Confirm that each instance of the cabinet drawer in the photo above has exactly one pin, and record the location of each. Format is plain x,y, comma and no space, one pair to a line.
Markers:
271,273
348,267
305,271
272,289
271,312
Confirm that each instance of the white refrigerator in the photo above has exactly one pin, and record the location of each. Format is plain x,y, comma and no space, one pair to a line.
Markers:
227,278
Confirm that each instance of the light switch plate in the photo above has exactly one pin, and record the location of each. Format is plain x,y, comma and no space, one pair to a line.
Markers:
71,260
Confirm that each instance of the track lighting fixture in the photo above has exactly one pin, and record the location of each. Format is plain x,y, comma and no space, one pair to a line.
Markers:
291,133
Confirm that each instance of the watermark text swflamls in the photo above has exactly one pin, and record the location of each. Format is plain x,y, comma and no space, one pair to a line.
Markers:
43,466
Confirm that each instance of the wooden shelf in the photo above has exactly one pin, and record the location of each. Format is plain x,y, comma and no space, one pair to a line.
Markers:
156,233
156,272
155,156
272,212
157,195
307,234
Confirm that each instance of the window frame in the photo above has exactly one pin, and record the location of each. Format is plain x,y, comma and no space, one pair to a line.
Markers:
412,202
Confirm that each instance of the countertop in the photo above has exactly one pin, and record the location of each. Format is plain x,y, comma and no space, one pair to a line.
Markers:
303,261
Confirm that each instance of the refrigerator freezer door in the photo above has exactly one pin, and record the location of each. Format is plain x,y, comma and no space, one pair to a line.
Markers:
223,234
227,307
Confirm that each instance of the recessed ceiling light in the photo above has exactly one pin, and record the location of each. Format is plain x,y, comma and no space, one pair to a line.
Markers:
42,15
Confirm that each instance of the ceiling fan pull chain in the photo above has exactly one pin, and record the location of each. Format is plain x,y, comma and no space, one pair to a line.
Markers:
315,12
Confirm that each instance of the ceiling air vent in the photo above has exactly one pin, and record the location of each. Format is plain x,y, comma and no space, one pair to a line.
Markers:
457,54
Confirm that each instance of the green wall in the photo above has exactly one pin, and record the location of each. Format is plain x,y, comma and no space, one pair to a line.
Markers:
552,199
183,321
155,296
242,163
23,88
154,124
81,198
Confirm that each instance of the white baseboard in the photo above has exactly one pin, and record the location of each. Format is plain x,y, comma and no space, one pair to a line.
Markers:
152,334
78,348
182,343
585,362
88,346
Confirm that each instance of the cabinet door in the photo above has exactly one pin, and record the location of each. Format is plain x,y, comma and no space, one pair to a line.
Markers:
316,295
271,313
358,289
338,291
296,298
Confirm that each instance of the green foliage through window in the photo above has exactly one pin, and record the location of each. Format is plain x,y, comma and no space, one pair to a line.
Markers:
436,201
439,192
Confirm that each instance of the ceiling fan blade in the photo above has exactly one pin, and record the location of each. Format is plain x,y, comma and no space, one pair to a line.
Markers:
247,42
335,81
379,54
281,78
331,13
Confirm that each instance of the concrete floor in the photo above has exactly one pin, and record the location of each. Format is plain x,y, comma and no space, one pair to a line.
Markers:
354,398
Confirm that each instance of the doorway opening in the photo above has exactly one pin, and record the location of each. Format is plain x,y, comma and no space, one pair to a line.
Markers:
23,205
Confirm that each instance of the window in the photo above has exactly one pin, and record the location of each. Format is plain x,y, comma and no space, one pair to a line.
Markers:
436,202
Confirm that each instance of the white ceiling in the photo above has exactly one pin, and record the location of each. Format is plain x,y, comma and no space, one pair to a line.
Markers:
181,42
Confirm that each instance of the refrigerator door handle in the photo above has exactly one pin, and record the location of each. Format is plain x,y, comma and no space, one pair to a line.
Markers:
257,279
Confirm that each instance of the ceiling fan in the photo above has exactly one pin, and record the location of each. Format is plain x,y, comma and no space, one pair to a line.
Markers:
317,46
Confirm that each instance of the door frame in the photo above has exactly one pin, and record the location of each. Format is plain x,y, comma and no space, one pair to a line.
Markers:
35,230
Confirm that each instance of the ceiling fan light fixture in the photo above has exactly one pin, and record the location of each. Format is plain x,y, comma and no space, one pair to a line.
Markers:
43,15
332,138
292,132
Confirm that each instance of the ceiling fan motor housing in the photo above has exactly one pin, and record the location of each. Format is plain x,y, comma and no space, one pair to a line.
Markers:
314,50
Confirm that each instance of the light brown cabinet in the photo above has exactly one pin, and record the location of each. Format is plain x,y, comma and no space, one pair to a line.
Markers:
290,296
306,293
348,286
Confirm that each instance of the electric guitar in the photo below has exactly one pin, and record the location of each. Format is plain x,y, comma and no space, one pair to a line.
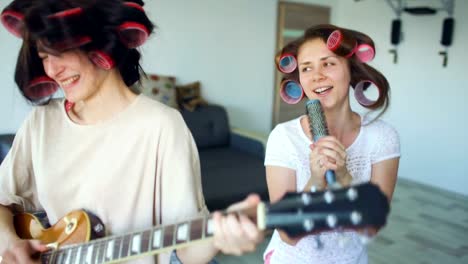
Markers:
79,236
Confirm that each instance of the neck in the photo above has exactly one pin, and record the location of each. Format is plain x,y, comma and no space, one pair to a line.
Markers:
110,98
343,123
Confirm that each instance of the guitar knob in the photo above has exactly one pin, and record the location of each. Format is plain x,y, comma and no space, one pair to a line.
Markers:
352,194
98,228
332,220
306,198
329,197
356,218
308,225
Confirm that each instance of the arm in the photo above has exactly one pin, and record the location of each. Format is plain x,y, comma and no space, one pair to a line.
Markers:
281,180
7,230
384,175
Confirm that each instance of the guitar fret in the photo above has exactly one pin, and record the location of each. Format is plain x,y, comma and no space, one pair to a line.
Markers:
196,229
168,239
145,241
136,244
89,254
183,233
209,227
68,258
157,238
78,255
102,251
110,250
126,245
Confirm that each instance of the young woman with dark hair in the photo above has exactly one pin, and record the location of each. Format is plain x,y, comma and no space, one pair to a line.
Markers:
328,61
128,159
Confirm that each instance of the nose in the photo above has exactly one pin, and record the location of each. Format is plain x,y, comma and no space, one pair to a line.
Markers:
53,66
318,76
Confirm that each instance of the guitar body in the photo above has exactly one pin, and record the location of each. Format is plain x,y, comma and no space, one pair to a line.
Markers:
76,227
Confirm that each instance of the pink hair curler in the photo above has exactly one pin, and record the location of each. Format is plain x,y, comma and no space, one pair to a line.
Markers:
41,87
359,92
341,44
346,45
67,13
135,5
13,22
287,63
365,53
291,91
101,59
71,43
133,34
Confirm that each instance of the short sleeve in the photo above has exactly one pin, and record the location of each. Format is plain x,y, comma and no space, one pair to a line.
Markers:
387,145
179,170
17,185
278,149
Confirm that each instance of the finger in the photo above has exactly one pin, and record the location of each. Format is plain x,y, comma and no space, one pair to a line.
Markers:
250,201
25,250
219,238
250,229
331,143
333,140
232,232
9,257
37,246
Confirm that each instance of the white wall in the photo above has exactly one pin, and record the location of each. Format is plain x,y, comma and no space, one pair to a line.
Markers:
229,46
428,102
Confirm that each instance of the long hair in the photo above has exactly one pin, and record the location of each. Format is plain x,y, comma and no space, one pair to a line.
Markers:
97,27
359,71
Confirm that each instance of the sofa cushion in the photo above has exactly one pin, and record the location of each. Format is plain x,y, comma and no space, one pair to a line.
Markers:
5,144
229,175
209,126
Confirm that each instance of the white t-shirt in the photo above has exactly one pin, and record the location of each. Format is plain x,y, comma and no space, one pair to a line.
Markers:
134,171
288,147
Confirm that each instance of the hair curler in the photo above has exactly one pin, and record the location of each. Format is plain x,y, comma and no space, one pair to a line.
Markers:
291,91
41,87
344,44
101,59
13,22
286,63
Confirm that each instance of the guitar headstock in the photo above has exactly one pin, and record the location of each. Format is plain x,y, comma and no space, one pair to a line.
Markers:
356,207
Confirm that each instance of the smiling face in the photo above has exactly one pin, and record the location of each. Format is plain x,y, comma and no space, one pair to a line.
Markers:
323,74
79,78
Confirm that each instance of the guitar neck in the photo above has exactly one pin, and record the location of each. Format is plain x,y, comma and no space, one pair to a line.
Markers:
136,244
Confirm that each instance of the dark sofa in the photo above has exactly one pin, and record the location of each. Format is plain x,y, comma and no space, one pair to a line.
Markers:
231,161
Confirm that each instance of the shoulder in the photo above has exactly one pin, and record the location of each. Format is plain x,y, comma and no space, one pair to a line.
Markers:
40,114
158,114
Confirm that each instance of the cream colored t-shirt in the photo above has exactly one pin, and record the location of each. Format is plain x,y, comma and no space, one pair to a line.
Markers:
136,170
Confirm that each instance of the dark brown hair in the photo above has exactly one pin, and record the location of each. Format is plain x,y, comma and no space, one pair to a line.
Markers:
97,21
359,71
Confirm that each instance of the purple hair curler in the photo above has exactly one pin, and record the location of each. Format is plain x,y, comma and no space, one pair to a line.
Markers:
287,63
101,59
133,34
291,91
13,22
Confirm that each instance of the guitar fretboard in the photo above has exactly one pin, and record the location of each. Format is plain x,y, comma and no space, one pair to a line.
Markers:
118,248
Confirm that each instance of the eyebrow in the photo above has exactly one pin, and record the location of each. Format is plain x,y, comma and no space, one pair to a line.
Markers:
322,59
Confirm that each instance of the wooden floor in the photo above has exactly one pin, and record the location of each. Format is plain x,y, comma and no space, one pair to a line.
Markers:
426,225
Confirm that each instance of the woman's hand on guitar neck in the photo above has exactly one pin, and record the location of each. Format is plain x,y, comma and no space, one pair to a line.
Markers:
24,252
235,233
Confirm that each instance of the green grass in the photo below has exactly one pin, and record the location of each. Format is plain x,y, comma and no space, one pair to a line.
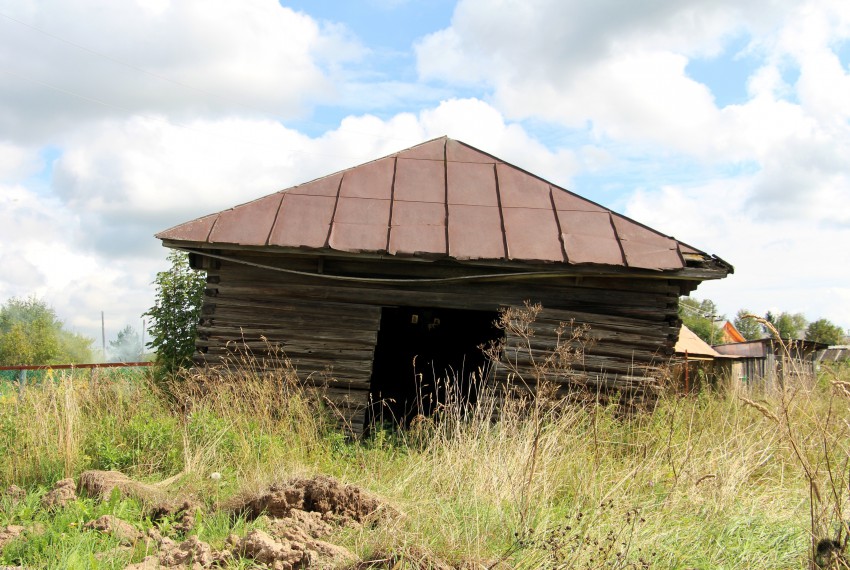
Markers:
709,481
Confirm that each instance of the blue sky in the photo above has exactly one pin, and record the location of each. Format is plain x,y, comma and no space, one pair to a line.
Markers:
722,124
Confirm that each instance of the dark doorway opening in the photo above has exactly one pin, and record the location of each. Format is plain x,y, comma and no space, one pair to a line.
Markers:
425,357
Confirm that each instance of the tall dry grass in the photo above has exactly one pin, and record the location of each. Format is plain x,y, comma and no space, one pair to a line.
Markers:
704,481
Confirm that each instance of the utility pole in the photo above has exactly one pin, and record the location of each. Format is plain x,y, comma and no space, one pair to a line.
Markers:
103,335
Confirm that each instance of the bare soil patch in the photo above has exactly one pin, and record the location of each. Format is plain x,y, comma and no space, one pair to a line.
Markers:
321,494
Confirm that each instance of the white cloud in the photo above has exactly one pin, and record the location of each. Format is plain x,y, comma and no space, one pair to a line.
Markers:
798,265
87,241
179,58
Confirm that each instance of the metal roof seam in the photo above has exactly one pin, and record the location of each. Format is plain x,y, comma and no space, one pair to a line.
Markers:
446,189
501,213
212,227
392,196
618,239
333,214
558,225
274,221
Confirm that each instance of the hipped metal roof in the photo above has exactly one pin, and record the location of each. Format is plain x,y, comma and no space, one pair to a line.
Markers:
440,199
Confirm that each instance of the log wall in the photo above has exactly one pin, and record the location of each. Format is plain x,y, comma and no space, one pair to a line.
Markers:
328,328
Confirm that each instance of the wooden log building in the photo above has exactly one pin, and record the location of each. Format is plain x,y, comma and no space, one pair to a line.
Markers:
376,279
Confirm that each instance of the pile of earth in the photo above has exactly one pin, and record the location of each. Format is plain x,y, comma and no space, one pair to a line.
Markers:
296,515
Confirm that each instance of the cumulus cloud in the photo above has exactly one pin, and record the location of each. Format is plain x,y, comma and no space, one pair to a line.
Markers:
716,217
620,73
179,58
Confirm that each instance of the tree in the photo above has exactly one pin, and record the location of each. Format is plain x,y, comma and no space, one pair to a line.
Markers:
701,317
31,334
788,325
749,328
822,330
127,346
174,316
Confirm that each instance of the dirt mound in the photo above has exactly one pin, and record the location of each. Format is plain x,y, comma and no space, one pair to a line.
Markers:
122,530
63,492
282,553
100,484
321,494
10,533
183,512
191,553
14,493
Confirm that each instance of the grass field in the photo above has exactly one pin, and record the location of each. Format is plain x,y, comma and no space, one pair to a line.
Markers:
705,481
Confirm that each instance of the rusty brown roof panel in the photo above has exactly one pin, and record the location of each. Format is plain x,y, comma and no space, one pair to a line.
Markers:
646,248
567,201
475,232
457,151
360,224
327,186
355,238
248,224
195,230
471,184
370,180
418,228
589,237
532,234
420,180
517,189
303,221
○ ○ ○ ○ ○ ○ ○
Goal of the exercise →
Could you give the records again, starting at the line that contains "Confirm that each instance of the tree" and ending at the end of the records, with "dirt mound" changed to "soil mound" and everything else left as it is?

Task answer →
Confirm that each instance of the tree in the photo above has exactly one pin, and record the location of each. Format is plain x,y, comma and no space, one pair to a line.
Markers:
701,317
31,334
788,325
749,328
822,330
127,346
174,316
Confirm that each instance of the soil mound in the photo above has exactly one pin, and record the location of each. Format is plain x,y, comma and no space, one pair to a line.
Markers:
122,530
63,492
282,553
100,484
321,494
10,533
183,512
191,553
14,493
Confirm that each instance of the grass field in the photo above has exactly one pin, and record the location of each. Format is plain x,y, comma and no space, one pair to a line.
Markers:
705,481
Confirm that each instance of the rusty brown roof panel in the photo above has exactly one pin, and record the location of each. Format is plain x,y, comma and no space, one pair to a line.
Markers:
646,248
567,201
475,232
457,151
360,224
327,186
355,238
248,224
195,230
471,184
370,180
418,228
589,237
532,234
420,180
517,189
303,221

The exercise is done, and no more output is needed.